-- Document text follows --
Samuel has written a dissertation about “Hacktivism and the Future of Political Participation”.

'Samuel's definition of hacktivism is a bit less broad:

“hacktivism is the non-violent use of illegal or legally ambiguous digital tools in pursuit of political ends” (Samuel 2004, 2.)

In her dissertation research Samuel has interviewed over fifty (51) hacktivists. On the basis of the interviews and other material, Samuel has constructed a taxonomy of hacktivism.

In her study, Samuel also (like Jordan) divides hacktivism to three subcategories:

  • political cracking,
  • political coding and
  • performative hacktivism.

Political Cracking

Political cracking is hacker-programmer hacktivist activity which is according to Samuel

“consistent with what I call an “outlaw” orientation. These are the most illegal forms of hacktivism such as defacements, redirects, denial of service attacks, sabotage, and information theft.“(Samuel 2004, 15)
-- Document text concluded --
-- Given entries follows --
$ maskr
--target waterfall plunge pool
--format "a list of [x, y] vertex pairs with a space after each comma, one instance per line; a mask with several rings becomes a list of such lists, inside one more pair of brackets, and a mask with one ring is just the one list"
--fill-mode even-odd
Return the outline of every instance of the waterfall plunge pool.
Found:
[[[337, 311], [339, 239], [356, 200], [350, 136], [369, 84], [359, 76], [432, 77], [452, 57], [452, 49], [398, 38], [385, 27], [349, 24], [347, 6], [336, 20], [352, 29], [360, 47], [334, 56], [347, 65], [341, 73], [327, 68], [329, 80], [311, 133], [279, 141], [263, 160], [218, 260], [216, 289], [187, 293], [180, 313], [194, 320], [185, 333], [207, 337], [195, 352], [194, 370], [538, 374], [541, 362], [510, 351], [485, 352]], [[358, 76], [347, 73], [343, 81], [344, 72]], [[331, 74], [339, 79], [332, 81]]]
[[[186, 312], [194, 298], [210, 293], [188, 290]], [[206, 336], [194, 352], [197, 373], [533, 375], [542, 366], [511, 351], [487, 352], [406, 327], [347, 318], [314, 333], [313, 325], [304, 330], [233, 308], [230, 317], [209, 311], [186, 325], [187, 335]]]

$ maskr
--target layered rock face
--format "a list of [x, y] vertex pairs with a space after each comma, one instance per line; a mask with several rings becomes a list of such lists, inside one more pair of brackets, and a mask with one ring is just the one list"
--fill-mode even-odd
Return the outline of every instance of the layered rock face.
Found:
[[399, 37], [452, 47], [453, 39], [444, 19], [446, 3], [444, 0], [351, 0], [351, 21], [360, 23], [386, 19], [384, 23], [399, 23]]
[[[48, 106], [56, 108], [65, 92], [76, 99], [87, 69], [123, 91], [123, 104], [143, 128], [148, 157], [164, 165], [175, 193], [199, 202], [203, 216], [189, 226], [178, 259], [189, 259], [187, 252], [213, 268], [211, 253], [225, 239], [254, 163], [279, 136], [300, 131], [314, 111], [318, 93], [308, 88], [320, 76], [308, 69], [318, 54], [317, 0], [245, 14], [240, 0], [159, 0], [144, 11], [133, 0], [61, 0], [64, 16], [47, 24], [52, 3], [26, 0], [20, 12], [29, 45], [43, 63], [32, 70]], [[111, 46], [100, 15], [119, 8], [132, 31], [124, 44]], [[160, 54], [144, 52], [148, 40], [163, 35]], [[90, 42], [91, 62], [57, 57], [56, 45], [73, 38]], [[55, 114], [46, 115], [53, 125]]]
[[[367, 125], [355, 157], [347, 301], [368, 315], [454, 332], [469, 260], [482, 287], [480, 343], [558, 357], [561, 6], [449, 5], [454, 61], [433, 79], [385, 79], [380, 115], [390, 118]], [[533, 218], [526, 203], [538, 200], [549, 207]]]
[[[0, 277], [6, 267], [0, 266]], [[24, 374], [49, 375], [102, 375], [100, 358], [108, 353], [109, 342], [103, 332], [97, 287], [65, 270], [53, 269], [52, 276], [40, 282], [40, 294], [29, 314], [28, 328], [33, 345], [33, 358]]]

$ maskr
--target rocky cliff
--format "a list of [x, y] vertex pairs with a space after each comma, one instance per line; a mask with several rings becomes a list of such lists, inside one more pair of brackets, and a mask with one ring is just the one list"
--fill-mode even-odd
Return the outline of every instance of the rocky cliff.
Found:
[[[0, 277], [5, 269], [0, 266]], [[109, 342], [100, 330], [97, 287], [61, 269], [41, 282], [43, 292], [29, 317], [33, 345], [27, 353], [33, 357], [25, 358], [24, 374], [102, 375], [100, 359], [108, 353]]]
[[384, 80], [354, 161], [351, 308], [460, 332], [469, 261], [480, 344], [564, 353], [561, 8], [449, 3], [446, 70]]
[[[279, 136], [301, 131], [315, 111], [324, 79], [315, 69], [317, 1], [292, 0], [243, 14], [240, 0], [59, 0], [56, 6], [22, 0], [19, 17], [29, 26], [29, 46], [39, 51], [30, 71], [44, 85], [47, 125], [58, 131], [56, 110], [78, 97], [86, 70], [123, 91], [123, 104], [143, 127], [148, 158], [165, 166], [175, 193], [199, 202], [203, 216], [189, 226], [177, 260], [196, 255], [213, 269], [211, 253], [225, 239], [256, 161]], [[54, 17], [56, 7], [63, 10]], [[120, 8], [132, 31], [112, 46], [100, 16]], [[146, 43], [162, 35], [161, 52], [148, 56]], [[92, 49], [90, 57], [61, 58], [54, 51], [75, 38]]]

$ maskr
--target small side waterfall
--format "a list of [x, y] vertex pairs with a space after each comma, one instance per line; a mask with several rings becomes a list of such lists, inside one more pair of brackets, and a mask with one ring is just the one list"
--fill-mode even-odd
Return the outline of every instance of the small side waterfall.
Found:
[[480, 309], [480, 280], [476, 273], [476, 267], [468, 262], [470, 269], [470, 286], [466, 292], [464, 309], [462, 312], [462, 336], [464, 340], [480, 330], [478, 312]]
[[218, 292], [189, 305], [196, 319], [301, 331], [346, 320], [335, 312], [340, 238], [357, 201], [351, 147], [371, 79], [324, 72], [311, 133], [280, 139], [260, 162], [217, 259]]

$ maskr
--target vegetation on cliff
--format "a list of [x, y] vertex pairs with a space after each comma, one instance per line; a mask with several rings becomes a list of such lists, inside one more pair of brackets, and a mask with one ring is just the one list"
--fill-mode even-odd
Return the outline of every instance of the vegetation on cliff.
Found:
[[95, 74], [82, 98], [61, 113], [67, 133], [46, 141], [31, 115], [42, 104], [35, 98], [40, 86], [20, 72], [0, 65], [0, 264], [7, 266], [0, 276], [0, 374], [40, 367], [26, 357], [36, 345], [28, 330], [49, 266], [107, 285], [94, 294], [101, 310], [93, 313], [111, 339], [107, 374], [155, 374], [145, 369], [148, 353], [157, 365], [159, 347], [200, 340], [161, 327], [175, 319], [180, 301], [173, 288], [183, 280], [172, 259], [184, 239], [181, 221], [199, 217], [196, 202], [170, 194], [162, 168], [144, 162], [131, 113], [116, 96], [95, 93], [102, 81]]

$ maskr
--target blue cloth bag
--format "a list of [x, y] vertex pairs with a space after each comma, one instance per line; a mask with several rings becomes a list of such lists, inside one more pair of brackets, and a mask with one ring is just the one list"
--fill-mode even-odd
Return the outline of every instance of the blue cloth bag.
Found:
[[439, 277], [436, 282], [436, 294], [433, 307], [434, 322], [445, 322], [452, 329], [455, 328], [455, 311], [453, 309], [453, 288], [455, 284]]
-- Given entries concluded --
* [What to do]
[1] In the passage on hacktivism, write out the part that opens with the words containing "Samuel has written" and closes with "(Samuel 2004, 2.)".
[2] Answer these questions from the passage on hacktivism:
(a) How many hacktivists did Samuel interview for the dissertation research?
(b) What is the third of Samuel's three subcategories of hacktivism?
(c) Which orientation does Samuel say political cracking is consistent with?

* [Results]
[1]
Samuel has written a dissertation about “Hacktivism and the Future of Political Participation”.

'Samuel's definition of hacktivism is a bit less broad:

“hacktivism is the non-violent use of illegal or legally ambiguous digital tools in pursuit of political ends” (Samuel 2004, 2.)

[2]
(a) Over fifty (51).
(b) Performative hacktivism.
(c) An "outlaw" orientation.